• [所附文本]

**********

快照是对Cache某一时刻的复制，随着时间的推移，Cache的状态在持续更新，kube-scheduler在调度一个Pod的时候需要获取Cache的快照。相比于直接访问Cache，快照可以解决如下几个问题：

快照不会再有任何变化，可以理解为只读，那么访问快照不需要加锁保证保证原子性
无锁化的设计, 快照和Cache让读写分离, 可以避免使用锁造成Cache访问性能下降
每次调度前都会更新快照信息. 如果k8s集群信息变更, 快照的数据可能不是最新鲜的, 但是不影响调度, 同一时间只有一个进程在调度. 并且如果bind失败还会进行重试的. 保证最终一致性.

在这里插入图片描述

4. 增量更新

// Snapshot is a snapshot of cache NodeInfo and NodeTree order. The scheduler takes a
// snapshot at the beginning of each scheduling cycle and uses it for its operations in that cycle.
type Snapshot struct {	// Snapshot是node和nodeTree的快照, 在每次调度开始的时候获取一个快照.
	// nodeInfoMap a map of node name to a snapshot of its NodeInfo.
	nodeInfoMap map[string]*framework.NodeInfo
	// nodeInfoList is the list of nodes as ordered in the cache's nodeTree.
	nodeInfoList []*framework.NodeInfo
	// havePodsWithAffinityNodeInfoList is the list of nodes with at least one pod declaring affinity terms.
	havePodsWithAffinityNodeInfoList []*framework.NodeInfo
	// havePodsWithRequiredAntiAffinityNodeInfoList is the list of nodes with at least one pod declaring
	// required anti-affinity terms.

**********

• [所给材料]

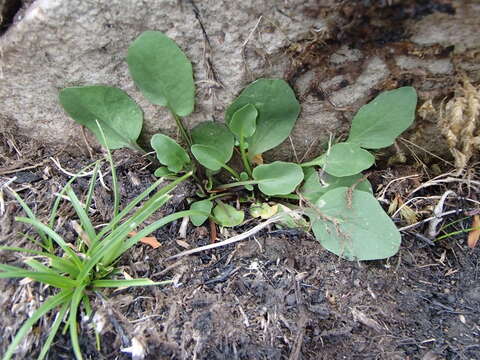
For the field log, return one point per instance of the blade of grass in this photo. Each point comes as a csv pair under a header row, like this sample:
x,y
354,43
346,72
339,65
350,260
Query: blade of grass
x,y
58,263
128,208
72,321
58,281
53,331
49,304
39,267
82,216
120,233
127,283
53,235
91,187
156,225
46,241
56,204
116,192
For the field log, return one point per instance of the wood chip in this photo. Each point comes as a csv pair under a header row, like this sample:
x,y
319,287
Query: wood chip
x,y
149,240
475,233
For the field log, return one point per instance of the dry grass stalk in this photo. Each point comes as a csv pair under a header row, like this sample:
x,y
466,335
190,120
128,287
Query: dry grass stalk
x,y
460,123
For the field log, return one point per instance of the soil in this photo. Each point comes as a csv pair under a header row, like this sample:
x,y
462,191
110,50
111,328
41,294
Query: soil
x,y
278,295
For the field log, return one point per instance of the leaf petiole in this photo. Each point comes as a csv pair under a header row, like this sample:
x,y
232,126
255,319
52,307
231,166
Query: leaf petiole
x,y
243,154
181,127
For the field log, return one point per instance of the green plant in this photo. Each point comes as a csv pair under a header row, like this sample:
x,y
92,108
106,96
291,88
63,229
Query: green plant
x,y
90,263
339,201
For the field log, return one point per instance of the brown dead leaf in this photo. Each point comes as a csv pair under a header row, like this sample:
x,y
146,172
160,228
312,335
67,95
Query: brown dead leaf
x,y
474,234
149,240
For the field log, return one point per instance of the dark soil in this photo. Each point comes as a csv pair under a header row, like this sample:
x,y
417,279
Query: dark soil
x,y
278,295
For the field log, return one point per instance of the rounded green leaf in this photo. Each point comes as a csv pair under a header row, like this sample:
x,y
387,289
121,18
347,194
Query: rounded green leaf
x,y
346,159
227,215
278,178
358,229
162,171
244,177
202,206
312,188
118,115
169,153
162,72
217,136
243,122
378,123
277,108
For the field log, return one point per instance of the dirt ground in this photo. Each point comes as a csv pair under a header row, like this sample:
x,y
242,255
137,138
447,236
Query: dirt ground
x,y
278,295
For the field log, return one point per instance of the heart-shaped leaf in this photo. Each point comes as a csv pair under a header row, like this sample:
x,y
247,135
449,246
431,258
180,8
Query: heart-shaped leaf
x,y
355,228
312,188
169,153
263,210
243,122
227,215
346,159
277,108
162,72
208,156
118,115
378,123
217,136
202,206
278,178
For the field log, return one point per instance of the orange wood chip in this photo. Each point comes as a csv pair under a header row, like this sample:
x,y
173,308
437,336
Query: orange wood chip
x,y
149,240
474,234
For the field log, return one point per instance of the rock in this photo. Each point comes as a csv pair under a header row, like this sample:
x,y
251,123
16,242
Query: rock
x,y
334,69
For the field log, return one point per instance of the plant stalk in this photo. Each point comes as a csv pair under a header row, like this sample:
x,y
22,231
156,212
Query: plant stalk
x,y
243,154
183,130
231,171
238,183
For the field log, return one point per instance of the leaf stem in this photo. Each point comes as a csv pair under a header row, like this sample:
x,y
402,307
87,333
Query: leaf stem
x,y
243,153
231,171
181,127
288,196
238,183
219,196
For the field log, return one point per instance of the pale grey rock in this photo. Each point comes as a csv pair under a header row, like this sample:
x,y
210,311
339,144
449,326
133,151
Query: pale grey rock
x,y
60,43
345,54
435,66
375,71
460,30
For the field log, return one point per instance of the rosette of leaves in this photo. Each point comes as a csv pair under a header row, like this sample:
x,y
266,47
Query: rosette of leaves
x,y
345,216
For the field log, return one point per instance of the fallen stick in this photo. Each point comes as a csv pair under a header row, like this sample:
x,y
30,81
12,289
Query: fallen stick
x,y
233,239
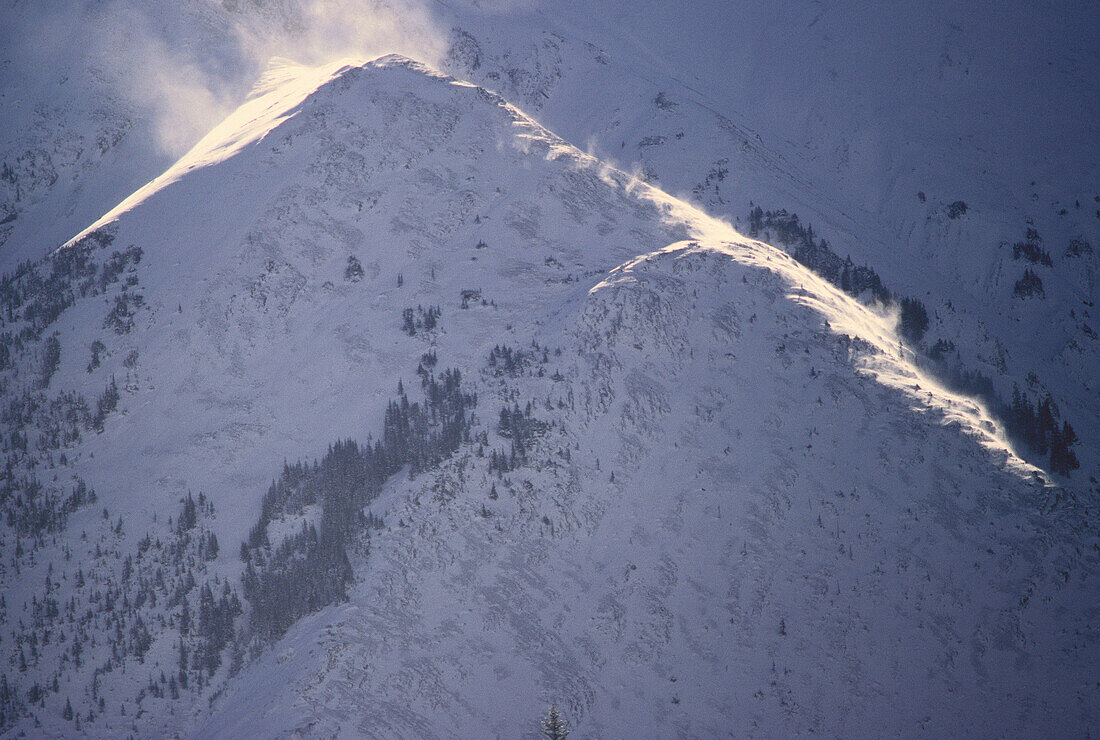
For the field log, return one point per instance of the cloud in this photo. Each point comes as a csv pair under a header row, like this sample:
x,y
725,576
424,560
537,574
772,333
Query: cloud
x,y
185,66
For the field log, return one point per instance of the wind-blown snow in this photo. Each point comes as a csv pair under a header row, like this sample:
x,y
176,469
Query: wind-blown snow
x,y
749,511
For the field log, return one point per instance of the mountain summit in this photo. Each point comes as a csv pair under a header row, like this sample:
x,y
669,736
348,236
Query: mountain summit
x,y
564,440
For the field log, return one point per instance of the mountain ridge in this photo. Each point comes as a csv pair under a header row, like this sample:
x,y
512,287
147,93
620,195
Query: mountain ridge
x,y
433,188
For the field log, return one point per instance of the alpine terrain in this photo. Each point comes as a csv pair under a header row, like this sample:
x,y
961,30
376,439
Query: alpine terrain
x,y
415,395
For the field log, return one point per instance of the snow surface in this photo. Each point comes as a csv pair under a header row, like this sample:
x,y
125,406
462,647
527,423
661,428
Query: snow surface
x,y
750,512
837,112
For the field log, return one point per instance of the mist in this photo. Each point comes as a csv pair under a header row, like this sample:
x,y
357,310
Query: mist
x,y
183,67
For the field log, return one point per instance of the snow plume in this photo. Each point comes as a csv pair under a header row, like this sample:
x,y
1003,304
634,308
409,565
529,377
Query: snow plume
x,y
187,66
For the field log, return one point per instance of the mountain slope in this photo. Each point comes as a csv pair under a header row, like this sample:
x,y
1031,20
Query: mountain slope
x,y
697,504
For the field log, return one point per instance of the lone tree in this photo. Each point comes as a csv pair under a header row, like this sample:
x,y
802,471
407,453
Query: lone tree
x,y
553,726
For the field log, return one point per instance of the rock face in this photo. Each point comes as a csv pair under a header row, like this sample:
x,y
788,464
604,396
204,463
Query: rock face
x,y
702,492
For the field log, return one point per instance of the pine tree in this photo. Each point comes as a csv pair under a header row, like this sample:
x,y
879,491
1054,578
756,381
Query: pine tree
x,y
553,726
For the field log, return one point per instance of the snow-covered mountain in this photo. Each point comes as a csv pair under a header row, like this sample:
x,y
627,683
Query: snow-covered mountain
x,y
680,484
947,148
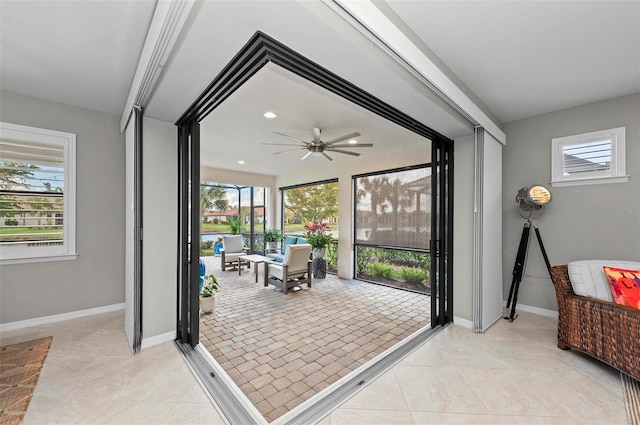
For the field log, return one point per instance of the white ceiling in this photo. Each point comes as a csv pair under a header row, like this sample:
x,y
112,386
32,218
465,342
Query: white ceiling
x,y
237,129
526,58
81,53
520,58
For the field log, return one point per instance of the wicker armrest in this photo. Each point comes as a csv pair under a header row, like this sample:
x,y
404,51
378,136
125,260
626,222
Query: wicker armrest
x,y
605,330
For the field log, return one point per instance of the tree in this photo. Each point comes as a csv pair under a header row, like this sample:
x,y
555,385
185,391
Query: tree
x,y
12,176
377,188
212,197
397,196
318,202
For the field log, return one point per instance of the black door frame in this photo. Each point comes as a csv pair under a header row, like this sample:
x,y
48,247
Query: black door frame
x,y
260,50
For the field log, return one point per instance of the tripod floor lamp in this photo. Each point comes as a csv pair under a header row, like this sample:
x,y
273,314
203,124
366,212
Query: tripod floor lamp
x,y
530,202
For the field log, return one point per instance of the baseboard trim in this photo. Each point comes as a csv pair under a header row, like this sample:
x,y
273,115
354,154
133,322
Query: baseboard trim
x,y
536,310
45,320
158,339
462,322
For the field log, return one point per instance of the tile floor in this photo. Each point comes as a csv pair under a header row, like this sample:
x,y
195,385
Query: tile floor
x,y
281,350
90,377
512,374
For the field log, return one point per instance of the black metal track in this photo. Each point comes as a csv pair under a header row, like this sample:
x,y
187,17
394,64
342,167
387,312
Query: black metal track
x,y
138,232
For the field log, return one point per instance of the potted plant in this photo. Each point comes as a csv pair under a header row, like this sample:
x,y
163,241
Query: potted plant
x,y
216,246
208,296
272,237
319,242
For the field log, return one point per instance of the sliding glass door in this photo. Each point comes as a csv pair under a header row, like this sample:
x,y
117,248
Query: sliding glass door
x,y
189,232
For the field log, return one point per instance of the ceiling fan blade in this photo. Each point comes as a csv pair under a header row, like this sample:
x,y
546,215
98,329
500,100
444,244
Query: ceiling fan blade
x,y
289,150
341,138
357,145
283,144
291,137
343,151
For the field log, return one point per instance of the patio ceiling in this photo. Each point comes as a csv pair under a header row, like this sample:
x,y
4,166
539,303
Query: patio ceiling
x,y
283,349
237,130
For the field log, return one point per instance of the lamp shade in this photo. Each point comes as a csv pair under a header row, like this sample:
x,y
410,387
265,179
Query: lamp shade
x,y
533,198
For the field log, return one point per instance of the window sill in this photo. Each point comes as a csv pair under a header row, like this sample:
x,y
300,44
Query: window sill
x,y
23,260
598,180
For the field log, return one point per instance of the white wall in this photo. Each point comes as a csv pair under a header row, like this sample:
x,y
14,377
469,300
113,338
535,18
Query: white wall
x,y
581,222
96,277
463,230
319,168
160,229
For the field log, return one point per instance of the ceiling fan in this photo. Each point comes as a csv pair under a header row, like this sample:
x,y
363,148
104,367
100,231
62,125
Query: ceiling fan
x,y
318,146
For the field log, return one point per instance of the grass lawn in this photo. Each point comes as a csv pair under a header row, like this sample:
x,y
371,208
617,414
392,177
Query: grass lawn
x,y
215,228
14,233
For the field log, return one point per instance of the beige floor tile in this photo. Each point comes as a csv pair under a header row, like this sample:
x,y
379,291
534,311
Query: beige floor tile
x,y
433,418
437,389
384,394
90,376
371,417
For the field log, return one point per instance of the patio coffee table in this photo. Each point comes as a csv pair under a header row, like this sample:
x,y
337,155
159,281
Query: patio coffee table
x,y
255,259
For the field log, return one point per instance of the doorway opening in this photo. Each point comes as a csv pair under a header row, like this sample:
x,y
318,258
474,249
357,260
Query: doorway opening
x,y
317,345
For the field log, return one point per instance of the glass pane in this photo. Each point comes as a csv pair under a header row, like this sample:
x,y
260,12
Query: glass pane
x,y
588,157
393,209
31,194
304,205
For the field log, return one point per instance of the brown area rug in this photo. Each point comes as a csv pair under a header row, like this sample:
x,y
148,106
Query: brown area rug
x,y
20,366
631,389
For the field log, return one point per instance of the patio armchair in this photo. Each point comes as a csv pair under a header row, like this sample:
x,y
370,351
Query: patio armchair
x,y
232,249
294,270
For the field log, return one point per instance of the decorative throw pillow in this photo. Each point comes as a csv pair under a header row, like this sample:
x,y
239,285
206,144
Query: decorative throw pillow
x,y
625,286
588,279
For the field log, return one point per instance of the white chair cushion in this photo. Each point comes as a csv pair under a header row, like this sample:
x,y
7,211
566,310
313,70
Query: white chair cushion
x,y
297,257
588,279
232,244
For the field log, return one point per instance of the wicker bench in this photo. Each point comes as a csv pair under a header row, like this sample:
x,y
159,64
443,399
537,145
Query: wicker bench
x,y
604,330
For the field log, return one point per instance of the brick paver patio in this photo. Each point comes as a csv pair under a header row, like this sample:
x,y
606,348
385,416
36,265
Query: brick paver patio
x,y
282,349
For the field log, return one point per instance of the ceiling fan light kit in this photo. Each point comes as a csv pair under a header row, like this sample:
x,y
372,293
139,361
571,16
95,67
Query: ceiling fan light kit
x,y
319,147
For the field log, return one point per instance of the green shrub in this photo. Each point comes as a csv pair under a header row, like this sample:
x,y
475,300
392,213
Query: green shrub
x,y
332,256
379,269
413,275
206,246
364,257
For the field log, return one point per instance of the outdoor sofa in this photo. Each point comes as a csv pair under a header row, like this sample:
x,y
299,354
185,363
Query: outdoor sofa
x,y
288,240
605,330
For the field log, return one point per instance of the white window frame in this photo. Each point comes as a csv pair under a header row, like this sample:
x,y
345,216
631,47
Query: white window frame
x,y
616,172
67,141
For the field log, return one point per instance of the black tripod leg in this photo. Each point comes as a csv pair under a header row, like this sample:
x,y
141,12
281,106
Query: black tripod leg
x,y
544,252
518,270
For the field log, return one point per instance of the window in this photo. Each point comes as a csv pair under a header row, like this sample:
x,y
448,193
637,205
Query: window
x,y
589,158
37,194
305,203
393,228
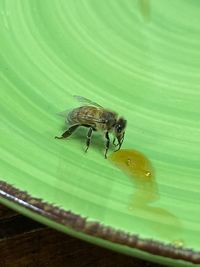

**********

• [任务要求]
**a.** 请将所附文本中从“快照不会再有任何变化，可以理解为只读，那么访问快照不需要加锁保证保证原子性”到“同一时间只有一个进程在调度. 并且如果bind失败还会进行重试的. 保证最终一致性.”之间的内容（含首尾）原样再写一遍。
**b.** 判断以下说法是否与所附文本相符，每项回答“是”或“否”，并逐字引用文本中起决定作用的词句：(i) 访问快照时必须加锁才能保证原子性；(ii) 每次调度前都会更新快照信息；(iii) bind失败后不会再重试。

• [任务答案]
**a.**
快照不会再有任何变化，可以理解为只读，那么访问快照不需要加锁保证保证原子性
无锁化的设计, 快照和Cache让读写分离, 可以避免使用锁造成Cache访问性能下降
每次调度前都会更新快照信息. 如果k8s集群信息变更, 快照的数据可能不是最新鲜的, 但是不影响调度, 同一时间只有一个进程在调度. 并且如果bind失败还会进行重试的. 保证最终一致性.

**b.**
(i) 否：“访问快照不需要加锁”
(ii) 是：“每次调度前都会更新快照信息”
(iii) 否：“如果bind失败还会进行重试的”